**O que fazer**
A. Redigite fielmente o trecho do artigo sobre a economia chinesa que se inicia nas palavras que contêm "Há muito a China" e se encerra em "pega um resfriado.".
B. Dê prosseguimento ao artigo sobre a economia chinesa, escrevendo o que viria após a última frase apresentada.

Quarta-feira, 3 de Abril de 2019 - 05:36
Valor Econômico | Opinião
Martin Wolf
Aeconomia chinesa está se recuperando da desaceleração do
fim do ano passado? “Sim”, afirma Gavyn Davies, o Goldman Sachs e muitos
outros. Durante minha visita recente a Xangai e Pequim, vários economistas e
vários empresários do setor privado também emitiram sinais de um otimismo
crescente com as perspectivas econômicas para a China. Por que eles pensam
isso? Estarão certos?
Há muito a China apresenta o crescimento mais acelerado
dentre as três maiores economias do mundo — os Estados Unidos, a zona do euro e
a própria China. Isso quando se acredita nos números oficiais de crescimento da
China, ou se tem um certo ceticismo em relação a eles. Dados seu dinamismo e
tamanho, quando a China espirra, a economia mundial pega um resfriado.
Isso estava acontecendo no fim do ano passado. Segundo
“nowcasts” da Fulcrum mencionados por Davies, o crescimento caiu para uma taxa
anualizada de 4% em dezembro de 2018. Isso, acrescenta ele, “desencadeou grande
parte da desaceleração do crescimento global, especialmente no comércio e no
setor industrial”. Por trás dessa desaceleração, afirma-se, estiveram o aperto
do crédito doméstico, num esforço para suspender a alavancagem da economia dos
dez anos anteriores, e o impacto na confiança provocado pela guerra comercial
com os Estados Unidos.

**Dados**
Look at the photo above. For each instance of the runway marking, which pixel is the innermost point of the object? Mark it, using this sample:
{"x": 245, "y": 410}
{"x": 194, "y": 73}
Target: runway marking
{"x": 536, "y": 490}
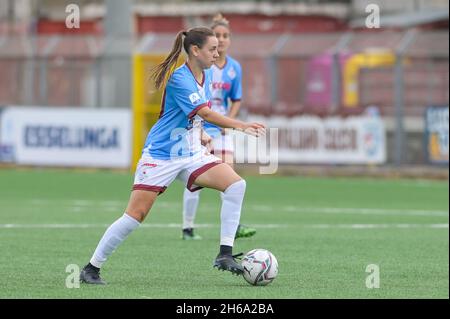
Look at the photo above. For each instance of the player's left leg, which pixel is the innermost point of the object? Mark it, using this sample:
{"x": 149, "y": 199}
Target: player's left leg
{"x": 223, "y": 178}
{"x": 190, "y": 205}
{"x": 225, "y": 151}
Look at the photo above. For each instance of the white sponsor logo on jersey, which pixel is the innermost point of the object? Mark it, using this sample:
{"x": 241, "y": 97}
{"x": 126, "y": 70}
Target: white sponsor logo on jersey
{"x": 194, "y": 97}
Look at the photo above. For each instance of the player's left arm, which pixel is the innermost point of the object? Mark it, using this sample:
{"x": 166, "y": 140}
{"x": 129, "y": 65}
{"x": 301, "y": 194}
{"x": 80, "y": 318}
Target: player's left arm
{"x": 234, "y": 109}
{"x": 236, "y": 93}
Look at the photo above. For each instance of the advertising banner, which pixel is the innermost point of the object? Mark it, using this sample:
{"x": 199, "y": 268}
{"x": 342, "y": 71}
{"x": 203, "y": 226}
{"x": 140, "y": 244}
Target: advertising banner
{"x": 67, "y": 136}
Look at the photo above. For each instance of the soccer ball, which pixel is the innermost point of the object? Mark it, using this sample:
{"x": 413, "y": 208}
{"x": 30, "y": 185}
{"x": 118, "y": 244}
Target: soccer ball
{"x": 260, "y": 267}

**Conjunto de respostas**
A.
Há muito a China apresenta o crescimento mais acelerado
dentre as três maiores economias do mundo — os Estados Unidos, a zona do euro e
a própria China. Isso quando se acredita nos números oficiais de crescimento da
China, ou se tem um certo ceticismo em relação a eles. Dados seu dinamismo e
tamanho, quando a China espirra, a economia mundial pega um resfriado.

B.
Agora, as coisas parecem melhores. De fato fiquei surpreso
com o entusiasmo das pessoas com quem me encontrei, especialmente em Xangai, a
capital financeira da China. Esse maior otimismo parece estar alinhado às
evidências para o começo de 2019. “Nowcasts” da Fulcrum mostram as taxas
recentes de crescimento alinhadas à meta do governo, de 6% a 6,5% ao ano. De
modo parecido, o Goldman Sachs calcula o crescimento econômico em até 5,8% em
fevereiro.
Um motivo para o renovado otimismo é a crença de que o
acordo comercial com os Estados Unidos é iminente. Outro é o afrouxamento da
política macroeconômica. Isso inclui a reforma do imposto sobre valor agregado
para reduzir o ônus fiscal em 2 trilhões de yuans (quase US$ 300 bilhões) ao
ano.
Num relatório sobre o trabalho do governo, divulgado em
março no Congresso Nacional do Povo, o primeiro ministro Li Keqiang declarou:
“Vamos reformar e aperfeiçoar os mecanismos monetário e de crédito e
empregar... uma combinação de abordagens quantitativas e de preços... para
guiar as instituições financeiras no aumento da oferta de crédito e na redução
dos custos dos empréstimos”. Isso poderá ser importante.
De maior importância ainda, segundo insistiu umas das
pessoas que conheci, é o renovado entusiasmo das autoridades com o setor
privado. Num discurso feito em dezembro de 2018, o presidente Xi Jinping não só
homenageou Deng Xiaoping, autor da política de “reforma e abertura” da China,
como prometeu apoiar o setor privado. Nesse relatório, Li mencionou as atividades
privadas 20 vezes. Ele destacou a necessidade de “facilitar os financiamentos
para as empresas privadas”, “encorajar os atores privados a se engajar na
inovação” e “atrair mais capital privado para projetos em áreas importantes”.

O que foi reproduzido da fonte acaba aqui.